[[ Provided information open ]]
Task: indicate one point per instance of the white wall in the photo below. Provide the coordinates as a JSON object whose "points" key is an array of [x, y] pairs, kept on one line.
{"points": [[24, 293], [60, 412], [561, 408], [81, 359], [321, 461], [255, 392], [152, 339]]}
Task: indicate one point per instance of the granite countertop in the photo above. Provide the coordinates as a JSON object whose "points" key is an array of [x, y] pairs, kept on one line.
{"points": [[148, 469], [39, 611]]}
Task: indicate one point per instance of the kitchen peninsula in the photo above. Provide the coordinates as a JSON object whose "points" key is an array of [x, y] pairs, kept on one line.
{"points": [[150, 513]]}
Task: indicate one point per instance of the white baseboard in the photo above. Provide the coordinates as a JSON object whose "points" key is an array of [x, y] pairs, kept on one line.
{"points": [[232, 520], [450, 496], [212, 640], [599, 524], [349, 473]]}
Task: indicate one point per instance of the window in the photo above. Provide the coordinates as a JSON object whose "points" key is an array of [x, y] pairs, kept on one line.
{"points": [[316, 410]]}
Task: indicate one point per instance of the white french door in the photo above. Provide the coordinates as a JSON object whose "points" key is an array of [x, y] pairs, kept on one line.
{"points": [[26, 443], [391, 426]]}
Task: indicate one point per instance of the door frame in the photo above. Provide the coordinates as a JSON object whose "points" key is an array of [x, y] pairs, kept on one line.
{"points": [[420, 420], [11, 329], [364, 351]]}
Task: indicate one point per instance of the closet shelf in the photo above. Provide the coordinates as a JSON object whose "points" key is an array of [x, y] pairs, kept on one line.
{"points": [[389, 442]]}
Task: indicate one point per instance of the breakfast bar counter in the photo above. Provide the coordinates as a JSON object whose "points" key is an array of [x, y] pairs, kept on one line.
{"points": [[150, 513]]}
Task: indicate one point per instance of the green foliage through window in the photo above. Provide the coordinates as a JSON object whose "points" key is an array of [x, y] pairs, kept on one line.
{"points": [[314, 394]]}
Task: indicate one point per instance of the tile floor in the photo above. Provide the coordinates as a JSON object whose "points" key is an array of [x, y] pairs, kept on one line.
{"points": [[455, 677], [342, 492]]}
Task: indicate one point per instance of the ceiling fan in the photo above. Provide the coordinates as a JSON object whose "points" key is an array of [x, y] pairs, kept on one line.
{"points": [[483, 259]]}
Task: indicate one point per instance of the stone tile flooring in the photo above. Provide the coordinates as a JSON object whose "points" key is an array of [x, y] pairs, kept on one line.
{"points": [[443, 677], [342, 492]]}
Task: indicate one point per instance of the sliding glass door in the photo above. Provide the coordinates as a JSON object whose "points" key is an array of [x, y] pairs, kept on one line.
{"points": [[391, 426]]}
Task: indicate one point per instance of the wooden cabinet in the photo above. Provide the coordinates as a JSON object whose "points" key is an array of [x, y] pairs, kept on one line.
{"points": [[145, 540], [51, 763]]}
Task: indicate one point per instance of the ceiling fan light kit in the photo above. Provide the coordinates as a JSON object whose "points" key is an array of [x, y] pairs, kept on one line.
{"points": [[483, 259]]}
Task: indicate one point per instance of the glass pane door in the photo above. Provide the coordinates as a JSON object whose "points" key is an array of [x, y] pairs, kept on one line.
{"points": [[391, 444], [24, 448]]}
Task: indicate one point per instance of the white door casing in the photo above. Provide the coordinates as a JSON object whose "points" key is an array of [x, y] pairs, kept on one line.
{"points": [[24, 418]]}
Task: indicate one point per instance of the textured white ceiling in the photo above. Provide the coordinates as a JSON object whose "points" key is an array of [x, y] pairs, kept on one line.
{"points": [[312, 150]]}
[[ Provided information closed ]]
> _Work to complete_
No line may be left out; the records are to be transcribed in full.

> _Answer space_
Task: indicate one point per instance of the white wall in the photo below. Provide the coordinates as a JSON object whose "points" key is an array of [x, y] pairs, kept on one line.
{"points": [[24, 293], [60, 412], [561, 408], [81, 359], [321, 461], [255, 392], [152, 339]]}
Task: indicate one point per instance of the granite countertop in the photo above. Provide the coordinates as a JSON object whose "points" key is an array of [x, y] pairs, kept on one line.
{"points": [[148, 469], [39, 611]]}
Task: indicate one point per instance of the kitchen peninsula in the photo above. Provide the coordinates as a JSON object whose "points" key is an array of [x, y] pairs, kept on one line.
{"points": [[150, 513]]}
Task: indicate one point per instance of the white baseboard in the photo above. Provide the coordinates as a JSON object whose "points" key is an array of [x, y] pairs, kept on one line.
{"points": [[232, 520], [450, 496], [212, 640], [599, 524], [349, 473]]}
Task: indicate one point per instance of the window in the photo above. Provide the coordinates as a JSON object whose "points" key is an array of [x, y] pairs, kept on one line.
{"points": [[316, 410]]}
Task: indicate one point per instance of the white french door in the photo above. Provide the coordinates as a JSON object whose "points" key is an array of [x, y] pairs, kept on one line.
{"points": [[26, 443], [391, 426]]}
Task: indicate one point per instance of the door frame in the photo above. Provide the coordinates as a JSON object whose "points" key is an array of [x, y] pairs, kept on one line.
{"points": [[420, 420], [11, 329], [364, 351]]}
Task: indicate one point per instance of the closet shelf in the photo above. Provide the coordinates as a JSON object whose "points" key is an array of [x, y] pairs, kept on one line.
{"points": [[389, 442]]}
Task: indicate one point per instance of the breakfast bar counter in the photo above. Provide the coordinates as a JSON object whose "points" key is an array of [x, y] pairs, kept on one line.
{"points": [[150, 513]]}
Task: indicate one point per instance of the green foliage through window in the photo above. Provide the coordinates as a JSON object whose "points" key is an array of [x, y] pairs, kept on one line.
{"points": [[314, 394]]}
Task: indicate one point per instance of the tile floor in the photo above. Provide the coordinates as a JSON object whose "points" key is an array of [x, y] pairs, kept on one line.
{"points": [[455, 677], [342, 492]]}
Task: indicate one point per instance of the ceiling fan in the photo above. Provide the coordinates as a JSON object whose "points" key is an array of [x, y] pairs, kept on one line.
{"points": [[483, 259]]}
Task: indicate one point per instance of the stone tile flooring in the photo above. Provide the coordinates as a JSON object whose "points" key is an array of [x, y] pairs, kept on one line.
{"points": [[443, 677], [342, 492]]}
Task: indicate one point per instance of the sliding glass door in the photo above. Provide the coordinates as a JSON object whose "points" key is an array of [x, y] pairs, kept on one line.
{"points": [[391, 426]]}
Task: indicate one point per instance of the wooden cabinet in the photo above. Provide the coordinates as a JSON object whose "points" key is an array of [x, y] pairs, kept on one line.
{"points": [[145, 540], [51, 763]]}
Task: indicate one point per instance of the ceiling fan light kit in the photo above. Provide the coordinates as a JSON object whose "points" key is an array of [x, y] pairs, kept on one line.
{"points": [[483, 259]]}
Task: indicate one point per instance of the glass pane door in the photo above. Provide the coordinates as a JSON object whose "points" key is an array of [x, y] pairs, kept on one line.
{"points": [[391, 444], [24, 448]]}
Task: indicate one point per instance of the white door casing in the photo above. Provide the coordinates as a JSON object whose "points" key is an array of [x, y] pairs, kept on one line.
{"points": [[24, 418]]}
Task: indicate one point per instance of the textured white ceiling in the photo above. Provide the coordinates as a JSON object whose "points" key is an array of [x, y] pairs, kept on one line.
{"points": [[312, 150]]}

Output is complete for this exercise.